CONDUCT AND COSTS: SUCCESSFUL DEFENDANT RECOVERS – NOTHING

In  European Real Estate Debt Fund (Cayman) Ltd v Treon & Ors [2021] EWHC 2866 (Ch) Mr Justice Miles considered issues relating to costs after a defendant had succeeded at trial because the claimant’s action was statute barred. The judge made no order for costs.

“I have decided that the just order in this case is that there should be no order as to costs.”

THE CASE

The claimant brought an action alleging fraudulent misrepresentation by the defendants.  At trial the judge found that the action would have succeeded on the facts, however it was statute barred. The claimant’s claim failed.  The judgment in relation to the trial can be found here.

THE ARGUMENTS AS TO COSTS

Despite failing the claimant argued it should recover the majority of its costs.  The defendants’ case was that they were entitled to their costs.

 

  1. There is a gulf between the parties’ positions. The claimant contends that the defendants should pay 80 per cent of its costs on the indemnity basis. The defendants contend that the claimant should bear their costs. They accept that some reduction might be appropriate to reflect their conduct and the issues on which they lost, but they say that it should be limited. Neither party invites me to make an issues-based order in the sense of an order for one party to pay the assessed costs of certain issues, and the other(s) to pay the assessed costs of other issues. Each side invites me to make a single overall order along the lines I have already indicated.

========================================================================

**Exercise requirements:**
In the case note, reproduce the stretch from "Despite failing the" through "have already indicated.", switching "indemnity basis" to "standard basis".

**Extracted records:**
========================================================================

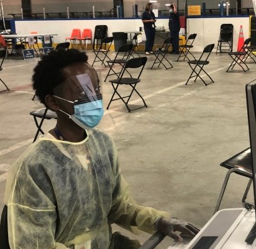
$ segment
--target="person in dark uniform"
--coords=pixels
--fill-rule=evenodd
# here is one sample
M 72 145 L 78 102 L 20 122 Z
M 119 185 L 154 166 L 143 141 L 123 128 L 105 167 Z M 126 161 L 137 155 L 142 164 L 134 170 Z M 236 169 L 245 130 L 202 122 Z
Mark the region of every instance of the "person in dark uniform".
M 170 6 L 170 16 L 169 18 L 169 29 L 171 31 L 171 44 L 173 45 L 172 54 L 179 54 L 179 32 L 181 26 L 179 25 L 179 14 L 177 11 L 177 8 L 174 3 Z
M 145 11 L 142 13 L 142 20 L 144 24 L 144 28 L 146 34 L 146 41 L 145 43 L 145 53 L 146 55 L 152 54 L 152 51 L 154 38 L 155 38 L 155 28 L 156 28 L 156 18 L 152 11 L 153 6 L 151 3 L 146 5 Z

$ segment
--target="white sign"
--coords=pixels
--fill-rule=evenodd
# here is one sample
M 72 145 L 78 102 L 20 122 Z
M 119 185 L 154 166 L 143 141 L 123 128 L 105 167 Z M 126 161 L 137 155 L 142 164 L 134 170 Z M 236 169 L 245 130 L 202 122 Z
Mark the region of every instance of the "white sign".
M 28 37 L 28 44 L 29 45 L 29 46 L 31 46 L 31 45 L 35 44 L 34 36 Z
M 50 44 L 51 43 L 51 41 L 50 39 L 50 36 L 45 36 L 43 37 L 43 40 L 45 41 L 45 44 Z
M 23 49 L 22 53 L 23 54 L 23 58 L 24 59 L 35 58 L 34 49 Z
M 155 17 L 158 18 L 158 9 L 154 9 L 152 11 L 155 14 Z

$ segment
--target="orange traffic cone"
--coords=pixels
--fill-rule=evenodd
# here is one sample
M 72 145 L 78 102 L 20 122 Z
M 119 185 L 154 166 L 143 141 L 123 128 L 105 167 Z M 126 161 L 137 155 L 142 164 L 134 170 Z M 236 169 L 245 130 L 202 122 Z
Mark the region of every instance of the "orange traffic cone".
M 239 31 L 238 44 L 237 44 L 237 52 L 240 51 L 244 42 L 245 40 L 243 39 L 243 26 L 241 25 L 240 30 Z

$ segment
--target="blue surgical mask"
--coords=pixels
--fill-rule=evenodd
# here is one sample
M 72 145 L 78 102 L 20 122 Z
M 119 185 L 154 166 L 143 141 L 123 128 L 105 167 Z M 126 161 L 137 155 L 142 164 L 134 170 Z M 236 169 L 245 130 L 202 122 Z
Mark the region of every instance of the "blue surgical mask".
M 65 100 L 74 104 L 74 114 L 70 115 L 60 109 L 60 111 L 67 114 L 77 124 L 83 129 L 92 128 L 96 126 L 102 118 L 104 110 L 102 99 L 87 103 L 76 103 L 54 95 L 55 97 Z

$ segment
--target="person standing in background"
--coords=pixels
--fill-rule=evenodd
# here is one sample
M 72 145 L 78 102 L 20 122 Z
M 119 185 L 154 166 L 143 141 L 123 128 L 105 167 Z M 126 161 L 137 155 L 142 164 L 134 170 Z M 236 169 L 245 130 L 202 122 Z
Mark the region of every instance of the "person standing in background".
M 145 54 L 152 54 L 152 48 L 155 38 L 156 18 L 152 11 L 153 6 L 151 3 L 146 5 L 145 11 L 142 13 L 142 20 L 146 34 Z
M 173 45 L 172 54 L 179 54 L 179 32 L 181 28 L 179 24 L 179 14 L 177 11 L 175 3 L 170 6 L 170 16 L 169 18 L 169 29 L 171 31 L 171 44 Z

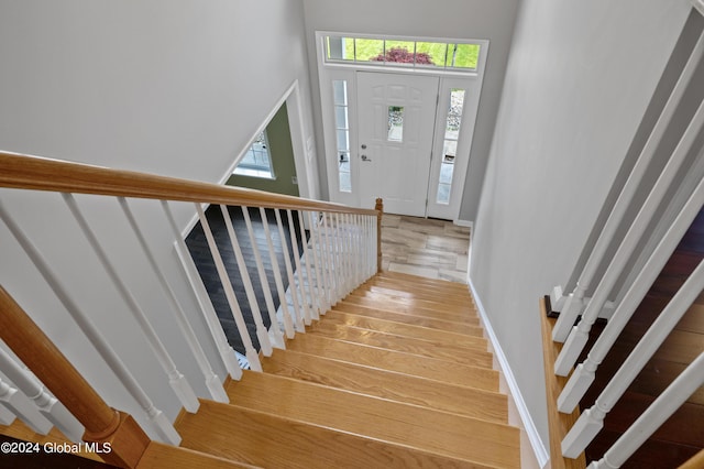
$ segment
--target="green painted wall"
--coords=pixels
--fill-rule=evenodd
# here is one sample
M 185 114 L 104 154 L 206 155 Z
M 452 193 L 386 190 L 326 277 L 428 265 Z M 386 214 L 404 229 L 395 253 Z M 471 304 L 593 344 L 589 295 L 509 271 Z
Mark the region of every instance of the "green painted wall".
M 286 102 L 282 105 L 272 121 L 266 126 L 266 135 L 276 178 L 265 179 L 263 177 L 233 174 L 226 184 L 298 196 L 298 184 L 293 183 L 293 178 L 296 176 L 296 164 L 294 162 L 294 148 L 290 143 Z

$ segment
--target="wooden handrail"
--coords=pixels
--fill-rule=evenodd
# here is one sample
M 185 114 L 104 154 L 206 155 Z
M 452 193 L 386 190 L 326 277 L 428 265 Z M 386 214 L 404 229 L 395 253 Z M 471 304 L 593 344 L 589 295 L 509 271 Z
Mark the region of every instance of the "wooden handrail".
M 342 204 L 10 152 L 0 152 L 0 187 L 377 215 L 376 210 L 348 207 Z
M 136 467 L 150 438 L 129 414 L 106 404 L 2 285 L 0 339 L 86 427 L 84 440 L 110 443 L 110 450 L 101 454 L 106 462 Z

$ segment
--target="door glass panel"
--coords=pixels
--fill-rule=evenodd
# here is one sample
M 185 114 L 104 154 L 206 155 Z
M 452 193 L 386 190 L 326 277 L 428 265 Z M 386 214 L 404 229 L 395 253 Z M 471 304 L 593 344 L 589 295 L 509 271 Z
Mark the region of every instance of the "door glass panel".
M 454 160 L 458 155 L 458 139 L 462 124 L 462 110 L 464 109 L 464 89 L 450 90 L 450 105 L 448 119 L 444 126 L 444 141 L 442 144 L 442 162 L 440 163 L 440 177 L 438 181 L 438 194 L 436 203 L 450 204 L 450 190 L 452 189 L 452 175 L 454 173 Z
M 402 106 L 388 107 L 388 141 L 404 141 L 404 108 Z
M 358 37 L 351 45 L 353 46 L 352 53 L 356 62 L 378 61 L 377 57 L 380 56 L 382 61 L 384 59 L 384 40 Z M 349 53 L 352 47 L 348 45 L 346 48 Z
M 334 102 L 334 126 L 337 149 L 336 164 L 340 192 L 352 192 L 352 176 L 350 173 L 350 126 L 348 106 L 348 81 L 343 79 L 332 80 L 332 94 Z

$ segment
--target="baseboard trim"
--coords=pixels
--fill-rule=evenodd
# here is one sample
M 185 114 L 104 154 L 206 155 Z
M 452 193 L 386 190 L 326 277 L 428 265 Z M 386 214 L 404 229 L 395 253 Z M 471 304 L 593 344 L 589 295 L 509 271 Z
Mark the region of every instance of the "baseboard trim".
M 526 401 L 524 401 L 522 394 L 520 393 L 520 389 L 518 388 L 518 383 L 516 382 L 516 378 L 508 364 L 508 359 L 504 355 L 504 350 L 498 342 L 498 338 L 492 328 L 492 323 L 488 319 L 488 315 L 486 314 L 486 309 L 484 309 L 484 305 L 482 304 L 482 299 L 474 287 L 474 283 L 472 282 L 472 277 L 468 276 L 470 290 L 472 291 L 472 296 L 474 297 L 474 302 L 476 303 L 476 309 L 480 314 L 482 326 L 484 327 L 484 331 L 492 343 L 494 349 L 494 357 L 501 367 L 501 371 L 504 374 L 504 379 L 506 380 L 506 384 L 508 385 L 508 390 L 510 395 L 516 404 L 516 408 L 518 410 L 518 414 L 520 416 L 520 421 L 522 423 L 524 429 L 526 430 L 526 435 L 530 440 L 530 446 L 532 447 L 532 451 L 538 460 L 538 463 L 541 468 L 544 468 L 550 461 L 550 452 L 547 450 L 540 435 L 538 434 L 538 428 L 536 428 L 536 424 L 530 416 L 530 412 L 528 411 L 528 406 L 526 405 Z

========================================================================

**Correct answer:**
Despite failing the claimant argued it should recover the majority of its costs.  The defendants’ case was that they were entitled to their costs.

 

  1. There is a gulf between the parties’ positions. The claimant contends that the defendants should pay 80 per cent of its costs on the standard basis. The defendants contend that the claimant should bear their costs. They accept that some reduction might be appropriate to reflect their conduct and the issues on which they lost, but they say that it should be limited. Neither party invites me to make an issues-based order in the sense of an order for one party to pay the assessed costs of certain issues, and the other(s) to pay the assessed costs of other issues. Each side invites me to make a single overall order along the lines I have already indicated.